(Saved data entries)
◇ ◇ ◇ ◇ ◇ ◇ ◇

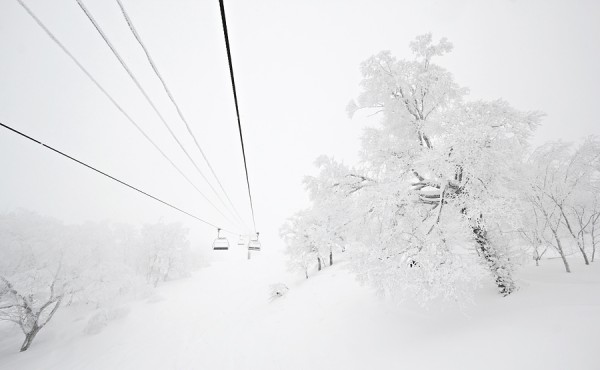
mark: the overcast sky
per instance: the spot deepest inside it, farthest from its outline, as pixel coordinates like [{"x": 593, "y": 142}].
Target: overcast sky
[{"x": 296, "y": 65}]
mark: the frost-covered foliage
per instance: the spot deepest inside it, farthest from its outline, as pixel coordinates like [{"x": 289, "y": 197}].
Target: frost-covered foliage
[
  {"x": 45, "y": 264},
  {"x": 437, "y": 183},
  {"x": 165, "y": 252},
  {"x": 564, "y": 198}
]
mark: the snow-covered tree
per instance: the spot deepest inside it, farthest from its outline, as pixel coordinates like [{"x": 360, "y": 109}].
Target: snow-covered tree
[
  {"x": 563, "y": 190},
  {"x": 437, "y": 183},
  {"x": 165, "y": 250},
  {"x": 35, "y": 276}
]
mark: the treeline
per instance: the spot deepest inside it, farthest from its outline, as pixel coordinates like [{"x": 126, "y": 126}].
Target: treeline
[{"x": 45, "y": 265}]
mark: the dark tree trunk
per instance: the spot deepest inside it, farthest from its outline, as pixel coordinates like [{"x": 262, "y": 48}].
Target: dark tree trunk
[
  {"x": 29, "y": 337},
  {"x": 499, "y": 268}
]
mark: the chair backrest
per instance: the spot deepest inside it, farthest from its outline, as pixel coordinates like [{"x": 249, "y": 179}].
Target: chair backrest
[
  {"x": 221, "y": 244},
  {"x": 254, "y": 245}
]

◇ ◇ ◇ ◇ ◇ ◇ ◇

> The task
Scan the records above for the word "mark" and return every line where it occurs.

> Your response
mark: the overcast sky
mark: the frost-covered foliage
mark: the snow-covered tree
mark: the treeline
mark: the dark tree trunk
mark: the chair backrest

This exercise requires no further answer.